• [Set exercise]: How many lines of the records contain the word "black"? Reply with the number alone.

Pointing dataset records:
^^^^^^^^^^^^^^^^

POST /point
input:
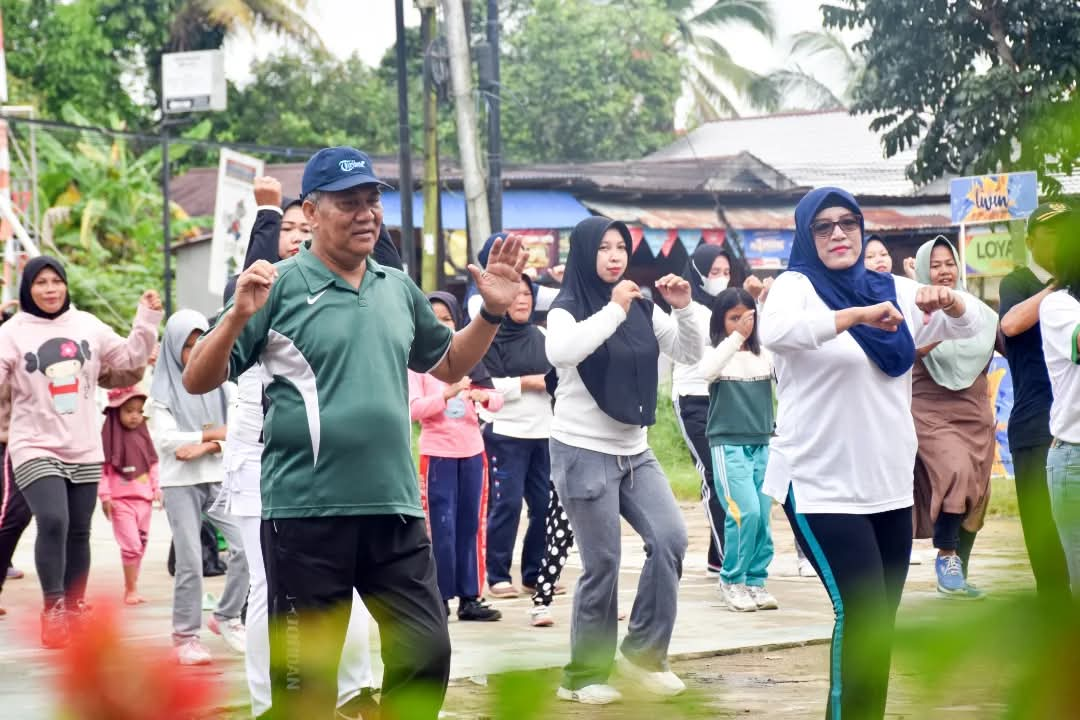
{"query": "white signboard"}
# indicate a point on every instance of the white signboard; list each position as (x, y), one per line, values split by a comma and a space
(233, 216)
(192, 81)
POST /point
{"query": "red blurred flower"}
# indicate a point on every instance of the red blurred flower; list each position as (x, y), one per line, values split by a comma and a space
(105, 677)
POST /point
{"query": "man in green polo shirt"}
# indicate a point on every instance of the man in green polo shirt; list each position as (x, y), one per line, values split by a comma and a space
(336, 334)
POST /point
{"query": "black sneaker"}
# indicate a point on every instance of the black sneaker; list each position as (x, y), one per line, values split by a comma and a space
(54, 626)
(476, 610)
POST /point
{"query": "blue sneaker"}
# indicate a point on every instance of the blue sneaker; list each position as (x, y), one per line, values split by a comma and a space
(950, 575)
(973, 593)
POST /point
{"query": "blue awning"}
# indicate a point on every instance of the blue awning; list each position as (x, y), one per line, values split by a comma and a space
(522, 209)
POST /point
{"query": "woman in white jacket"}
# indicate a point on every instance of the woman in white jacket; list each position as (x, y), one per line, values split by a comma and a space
(604, 340)
(842, 460)
(188, 434)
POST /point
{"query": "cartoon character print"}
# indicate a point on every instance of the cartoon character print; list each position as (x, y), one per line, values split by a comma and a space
(61, 360)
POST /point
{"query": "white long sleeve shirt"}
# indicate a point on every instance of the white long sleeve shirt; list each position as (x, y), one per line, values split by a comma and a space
(524, 413)
(846, 438)
(167, 439)
(687, 379)
(242, 454)
(579, 421)
(1060, 323)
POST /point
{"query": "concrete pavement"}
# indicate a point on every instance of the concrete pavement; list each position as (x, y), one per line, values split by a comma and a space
(480, 649)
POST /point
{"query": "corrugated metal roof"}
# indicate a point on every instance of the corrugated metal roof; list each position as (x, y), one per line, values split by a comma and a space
(810, 148)
(879, 218)
(737, 174)
(651, 216)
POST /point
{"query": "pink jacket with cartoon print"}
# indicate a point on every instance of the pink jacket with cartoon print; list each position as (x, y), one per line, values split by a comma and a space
(53, 366)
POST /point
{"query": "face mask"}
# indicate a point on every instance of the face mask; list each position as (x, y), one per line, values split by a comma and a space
(715, 285)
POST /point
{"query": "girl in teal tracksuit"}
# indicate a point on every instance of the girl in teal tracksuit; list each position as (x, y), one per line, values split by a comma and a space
(740, 424)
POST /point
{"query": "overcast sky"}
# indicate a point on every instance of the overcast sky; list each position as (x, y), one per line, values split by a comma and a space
(367, 27)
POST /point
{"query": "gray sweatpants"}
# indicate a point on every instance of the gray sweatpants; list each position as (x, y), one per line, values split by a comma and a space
(596, 488)
(185, 507)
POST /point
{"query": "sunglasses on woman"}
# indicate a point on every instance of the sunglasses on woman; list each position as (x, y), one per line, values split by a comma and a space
(824, 229)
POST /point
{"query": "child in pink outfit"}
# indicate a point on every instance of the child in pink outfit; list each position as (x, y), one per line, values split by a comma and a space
(454, 473)
(129, 486)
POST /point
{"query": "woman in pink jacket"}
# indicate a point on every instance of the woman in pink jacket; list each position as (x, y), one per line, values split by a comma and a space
(454, 473)
(52, 355)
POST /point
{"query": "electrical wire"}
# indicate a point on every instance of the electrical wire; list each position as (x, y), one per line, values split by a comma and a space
(173, 139)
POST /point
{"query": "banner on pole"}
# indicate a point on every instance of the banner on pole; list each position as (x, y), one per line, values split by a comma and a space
(767, 249)
(994, 198)
(233, 216)
(988, 253)
(541, 245)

^^^^^^^^^^^^^^^^

• [Written answer]: 2